» **Job**
Copy every line of the records below verbatim, leaving out the pictures.

## START

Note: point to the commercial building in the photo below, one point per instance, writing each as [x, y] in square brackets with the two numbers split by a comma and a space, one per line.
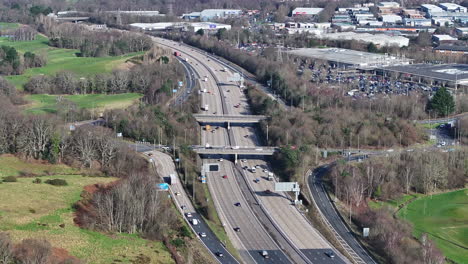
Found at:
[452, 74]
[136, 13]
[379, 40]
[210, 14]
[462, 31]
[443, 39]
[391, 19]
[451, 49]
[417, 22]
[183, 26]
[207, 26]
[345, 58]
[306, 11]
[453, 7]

## END

» **Solved problem**
Note: point to the commercial building in the photo below, one point per instance, writing each as [x, y] in square brackets with the two numbers split by a comma and a space, one per line.
Found at:
[452, 74]
[136, 13]
[379, 40]
[210, 14]
[462, 31]
[443, 39]
[391, 19]
[451, 49]
[417, 22]
[183, 26]
[207, 26]
[345, 58]
[306, 11]
[453, 7]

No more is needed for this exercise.